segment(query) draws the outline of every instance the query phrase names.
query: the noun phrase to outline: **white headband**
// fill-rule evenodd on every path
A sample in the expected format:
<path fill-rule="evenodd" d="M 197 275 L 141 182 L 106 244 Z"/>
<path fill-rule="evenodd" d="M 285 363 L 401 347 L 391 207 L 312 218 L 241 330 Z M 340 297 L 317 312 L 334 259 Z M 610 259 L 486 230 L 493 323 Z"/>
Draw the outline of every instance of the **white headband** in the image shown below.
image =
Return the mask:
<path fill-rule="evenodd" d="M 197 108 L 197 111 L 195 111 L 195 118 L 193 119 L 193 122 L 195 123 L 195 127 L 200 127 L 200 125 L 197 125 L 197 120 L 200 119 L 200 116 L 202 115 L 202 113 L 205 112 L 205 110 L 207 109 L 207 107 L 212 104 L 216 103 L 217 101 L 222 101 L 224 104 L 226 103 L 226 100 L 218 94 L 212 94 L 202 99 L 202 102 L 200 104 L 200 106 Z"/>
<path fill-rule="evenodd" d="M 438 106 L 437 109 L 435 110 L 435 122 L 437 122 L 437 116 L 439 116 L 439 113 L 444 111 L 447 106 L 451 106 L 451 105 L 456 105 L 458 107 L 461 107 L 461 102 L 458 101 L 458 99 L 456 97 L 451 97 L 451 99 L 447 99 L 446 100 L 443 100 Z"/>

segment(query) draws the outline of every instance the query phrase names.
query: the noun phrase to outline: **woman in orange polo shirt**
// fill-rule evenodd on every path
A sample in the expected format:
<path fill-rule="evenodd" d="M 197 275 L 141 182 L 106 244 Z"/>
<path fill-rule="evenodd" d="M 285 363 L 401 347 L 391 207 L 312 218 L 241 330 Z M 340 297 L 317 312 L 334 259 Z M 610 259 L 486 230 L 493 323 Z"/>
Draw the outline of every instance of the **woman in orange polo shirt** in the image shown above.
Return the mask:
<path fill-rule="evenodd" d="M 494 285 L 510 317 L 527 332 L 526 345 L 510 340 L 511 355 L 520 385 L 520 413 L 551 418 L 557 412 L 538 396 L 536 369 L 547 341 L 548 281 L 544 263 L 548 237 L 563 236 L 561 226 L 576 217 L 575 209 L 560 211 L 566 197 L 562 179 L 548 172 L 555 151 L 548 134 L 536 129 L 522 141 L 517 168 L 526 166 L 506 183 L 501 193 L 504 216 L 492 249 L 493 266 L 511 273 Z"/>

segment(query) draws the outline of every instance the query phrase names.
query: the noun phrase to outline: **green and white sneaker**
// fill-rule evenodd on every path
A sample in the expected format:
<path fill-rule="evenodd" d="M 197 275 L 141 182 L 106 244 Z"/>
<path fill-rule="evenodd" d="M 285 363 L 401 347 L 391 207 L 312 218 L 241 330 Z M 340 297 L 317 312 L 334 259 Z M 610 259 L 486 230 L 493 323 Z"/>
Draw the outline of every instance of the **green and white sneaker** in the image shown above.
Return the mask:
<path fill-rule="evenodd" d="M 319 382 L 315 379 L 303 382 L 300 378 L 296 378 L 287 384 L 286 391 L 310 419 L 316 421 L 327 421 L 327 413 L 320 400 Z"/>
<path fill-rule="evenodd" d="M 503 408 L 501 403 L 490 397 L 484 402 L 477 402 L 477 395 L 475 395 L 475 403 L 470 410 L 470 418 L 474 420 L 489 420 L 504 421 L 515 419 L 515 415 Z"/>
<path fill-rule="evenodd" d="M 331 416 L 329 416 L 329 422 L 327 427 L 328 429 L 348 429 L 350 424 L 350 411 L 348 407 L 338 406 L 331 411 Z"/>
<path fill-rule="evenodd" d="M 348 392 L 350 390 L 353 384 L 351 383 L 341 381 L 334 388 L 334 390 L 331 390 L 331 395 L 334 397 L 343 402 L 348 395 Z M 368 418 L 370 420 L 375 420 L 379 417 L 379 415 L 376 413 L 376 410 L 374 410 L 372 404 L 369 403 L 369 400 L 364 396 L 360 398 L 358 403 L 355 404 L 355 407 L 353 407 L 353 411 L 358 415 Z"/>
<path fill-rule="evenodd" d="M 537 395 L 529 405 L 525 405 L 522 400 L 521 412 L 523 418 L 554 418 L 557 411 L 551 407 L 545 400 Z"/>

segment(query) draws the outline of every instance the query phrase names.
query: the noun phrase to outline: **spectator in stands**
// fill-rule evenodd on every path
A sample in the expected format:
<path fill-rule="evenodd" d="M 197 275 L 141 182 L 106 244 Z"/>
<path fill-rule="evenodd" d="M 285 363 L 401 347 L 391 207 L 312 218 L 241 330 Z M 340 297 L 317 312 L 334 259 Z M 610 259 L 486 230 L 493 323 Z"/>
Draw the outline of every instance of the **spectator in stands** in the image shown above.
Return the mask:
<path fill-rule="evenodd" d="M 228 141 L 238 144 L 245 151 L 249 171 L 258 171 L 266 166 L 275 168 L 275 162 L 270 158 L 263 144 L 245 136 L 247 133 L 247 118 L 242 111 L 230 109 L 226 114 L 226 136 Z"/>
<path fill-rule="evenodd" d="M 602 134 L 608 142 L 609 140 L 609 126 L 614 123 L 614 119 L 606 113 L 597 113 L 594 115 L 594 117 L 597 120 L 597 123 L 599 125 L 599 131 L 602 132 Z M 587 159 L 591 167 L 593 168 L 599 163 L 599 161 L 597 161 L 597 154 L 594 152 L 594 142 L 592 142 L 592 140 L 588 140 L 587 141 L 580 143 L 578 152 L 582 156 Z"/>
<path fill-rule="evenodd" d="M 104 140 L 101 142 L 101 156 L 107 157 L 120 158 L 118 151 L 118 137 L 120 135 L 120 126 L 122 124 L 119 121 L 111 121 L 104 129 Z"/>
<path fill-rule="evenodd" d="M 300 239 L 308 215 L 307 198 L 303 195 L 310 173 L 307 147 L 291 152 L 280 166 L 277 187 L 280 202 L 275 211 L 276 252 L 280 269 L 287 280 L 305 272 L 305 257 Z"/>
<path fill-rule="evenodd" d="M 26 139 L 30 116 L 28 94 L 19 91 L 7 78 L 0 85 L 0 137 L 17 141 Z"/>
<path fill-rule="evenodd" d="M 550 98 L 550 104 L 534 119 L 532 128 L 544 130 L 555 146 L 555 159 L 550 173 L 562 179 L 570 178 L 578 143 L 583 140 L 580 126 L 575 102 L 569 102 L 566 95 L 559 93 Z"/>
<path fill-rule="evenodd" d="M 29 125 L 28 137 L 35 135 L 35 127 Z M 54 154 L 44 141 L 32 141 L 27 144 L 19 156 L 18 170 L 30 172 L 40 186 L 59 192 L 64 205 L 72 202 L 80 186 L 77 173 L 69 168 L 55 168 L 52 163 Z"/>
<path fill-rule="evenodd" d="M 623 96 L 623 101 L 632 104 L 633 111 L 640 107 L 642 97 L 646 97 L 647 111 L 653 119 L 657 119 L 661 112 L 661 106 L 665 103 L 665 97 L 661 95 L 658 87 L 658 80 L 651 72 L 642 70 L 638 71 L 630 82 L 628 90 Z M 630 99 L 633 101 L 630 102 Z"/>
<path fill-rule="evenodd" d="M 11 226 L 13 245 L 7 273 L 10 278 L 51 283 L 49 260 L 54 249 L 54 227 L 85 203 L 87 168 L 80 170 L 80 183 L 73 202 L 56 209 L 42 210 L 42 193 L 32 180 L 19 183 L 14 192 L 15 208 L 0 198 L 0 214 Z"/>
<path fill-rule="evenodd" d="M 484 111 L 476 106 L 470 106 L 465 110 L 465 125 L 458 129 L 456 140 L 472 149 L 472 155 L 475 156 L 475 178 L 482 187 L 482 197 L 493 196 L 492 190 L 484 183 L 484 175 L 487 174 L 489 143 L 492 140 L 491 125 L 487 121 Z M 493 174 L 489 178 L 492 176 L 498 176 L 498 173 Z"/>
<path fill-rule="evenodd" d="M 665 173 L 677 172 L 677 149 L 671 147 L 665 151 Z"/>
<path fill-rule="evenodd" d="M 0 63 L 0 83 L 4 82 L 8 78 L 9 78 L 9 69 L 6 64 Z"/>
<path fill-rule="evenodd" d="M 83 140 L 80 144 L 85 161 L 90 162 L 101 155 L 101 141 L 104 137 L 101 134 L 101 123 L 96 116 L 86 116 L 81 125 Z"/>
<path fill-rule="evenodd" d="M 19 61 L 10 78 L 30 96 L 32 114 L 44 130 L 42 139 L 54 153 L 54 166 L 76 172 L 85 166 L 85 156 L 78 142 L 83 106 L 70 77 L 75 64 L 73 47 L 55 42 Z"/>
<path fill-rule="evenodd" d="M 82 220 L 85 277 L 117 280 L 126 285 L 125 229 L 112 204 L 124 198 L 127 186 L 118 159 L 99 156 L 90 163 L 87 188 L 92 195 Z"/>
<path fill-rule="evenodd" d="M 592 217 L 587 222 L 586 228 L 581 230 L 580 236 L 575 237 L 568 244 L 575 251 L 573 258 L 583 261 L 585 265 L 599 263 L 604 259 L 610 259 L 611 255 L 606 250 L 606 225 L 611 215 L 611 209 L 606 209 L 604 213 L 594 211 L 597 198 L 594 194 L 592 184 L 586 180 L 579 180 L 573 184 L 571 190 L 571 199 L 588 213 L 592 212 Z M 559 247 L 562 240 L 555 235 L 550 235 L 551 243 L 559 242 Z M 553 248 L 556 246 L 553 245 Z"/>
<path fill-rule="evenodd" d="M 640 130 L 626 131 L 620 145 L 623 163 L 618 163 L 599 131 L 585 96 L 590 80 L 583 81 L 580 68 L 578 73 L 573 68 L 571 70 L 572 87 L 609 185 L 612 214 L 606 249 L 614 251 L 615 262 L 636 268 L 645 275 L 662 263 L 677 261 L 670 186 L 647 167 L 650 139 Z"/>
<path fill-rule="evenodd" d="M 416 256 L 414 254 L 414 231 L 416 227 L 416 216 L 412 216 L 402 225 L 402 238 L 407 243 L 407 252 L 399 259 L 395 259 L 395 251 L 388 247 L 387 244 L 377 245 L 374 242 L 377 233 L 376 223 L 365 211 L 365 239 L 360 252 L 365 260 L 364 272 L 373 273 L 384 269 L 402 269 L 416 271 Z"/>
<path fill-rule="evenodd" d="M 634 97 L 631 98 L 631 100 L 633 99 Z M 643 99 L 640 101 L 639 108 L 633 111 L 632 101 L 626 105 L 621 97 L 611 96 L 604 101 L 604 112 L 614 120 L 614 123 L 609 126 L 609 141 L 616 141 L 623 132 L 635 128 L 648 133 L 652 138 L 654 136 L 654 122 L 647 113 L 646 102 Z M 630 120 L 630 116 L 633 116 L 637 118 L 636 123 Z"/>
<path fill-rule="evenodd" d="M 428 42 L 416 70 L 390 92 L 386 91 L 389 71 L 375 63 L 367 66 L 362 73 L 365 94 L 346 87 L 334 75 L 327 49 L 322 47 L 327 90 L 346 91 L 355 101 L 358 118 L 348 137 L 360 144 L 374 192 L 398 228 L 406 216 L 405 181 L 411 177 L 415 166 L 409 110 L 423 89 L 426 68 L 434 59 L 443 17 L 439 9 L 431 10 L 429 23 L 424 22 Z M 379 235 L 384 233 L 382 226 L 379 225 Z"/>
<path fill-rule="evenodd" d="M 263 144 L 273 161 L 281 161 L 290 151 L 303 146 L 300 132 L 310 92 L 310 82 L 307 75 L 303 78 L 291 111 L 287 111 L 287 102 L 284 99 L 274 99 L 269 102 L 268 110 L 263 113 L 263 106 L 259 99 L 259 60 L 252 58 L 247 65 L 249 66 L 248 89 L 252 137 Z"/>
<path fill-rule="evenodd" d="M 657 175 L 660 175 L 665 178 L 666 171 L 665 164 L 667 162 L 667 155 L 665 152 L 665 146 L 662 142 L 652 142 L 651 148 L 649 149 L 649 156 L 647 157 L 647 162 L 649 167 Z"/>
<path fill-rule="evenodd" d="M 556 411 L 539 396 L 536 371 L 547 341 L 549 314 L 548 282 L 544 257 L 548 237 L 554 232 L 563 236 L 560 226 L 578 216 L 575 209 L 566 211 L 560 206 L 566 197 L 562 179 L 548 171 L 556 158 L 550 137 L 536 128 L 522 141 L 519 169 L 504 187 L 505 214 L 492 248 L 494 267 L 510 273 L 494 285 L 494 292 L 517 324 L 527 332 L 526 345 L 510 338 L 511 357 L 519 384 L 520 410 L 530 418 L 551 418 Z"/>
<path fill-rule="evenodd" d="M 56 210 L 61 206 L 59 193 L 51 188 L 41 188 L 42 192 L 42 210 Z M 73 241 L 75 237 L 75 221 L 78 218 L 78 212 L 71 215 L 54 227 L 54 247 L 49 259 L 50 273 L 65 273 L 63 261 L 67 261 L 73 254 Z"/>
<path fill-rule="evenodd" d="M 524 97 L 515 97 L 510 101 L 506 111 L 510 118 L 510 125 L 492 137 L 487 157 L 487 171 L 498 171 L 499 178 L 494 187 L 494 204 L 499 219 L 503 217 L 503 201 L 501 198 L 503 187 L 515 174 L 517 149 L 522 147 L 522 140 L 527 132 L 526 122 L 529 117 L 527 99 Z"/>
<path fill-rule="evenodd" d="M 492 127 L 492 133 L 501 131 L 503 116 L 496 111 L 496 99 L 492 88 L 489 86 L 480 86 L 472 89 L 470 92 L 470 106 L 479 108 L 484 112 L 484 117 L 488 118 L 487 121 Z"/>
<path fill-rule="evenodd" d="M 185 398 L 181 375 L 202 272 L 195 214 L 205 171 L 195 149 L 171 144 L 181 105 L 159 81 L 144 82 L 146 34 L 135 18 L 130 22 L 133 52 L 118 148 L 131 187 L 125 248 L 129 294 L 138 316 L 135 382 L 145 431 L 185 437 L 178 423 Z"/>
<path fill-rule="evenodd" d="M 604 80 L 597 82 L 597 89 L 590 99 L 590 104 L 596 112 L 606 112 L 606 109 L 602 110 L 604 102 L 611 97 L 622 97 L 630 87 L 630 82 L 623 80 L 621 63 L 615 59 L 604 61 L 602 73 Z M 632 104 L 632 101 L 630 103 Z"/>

**Given problem:**
Count how many of the lines above contain the string "shirt", treating uppercase and lowercase as different. Reply with the number alone.

**Task output:**
2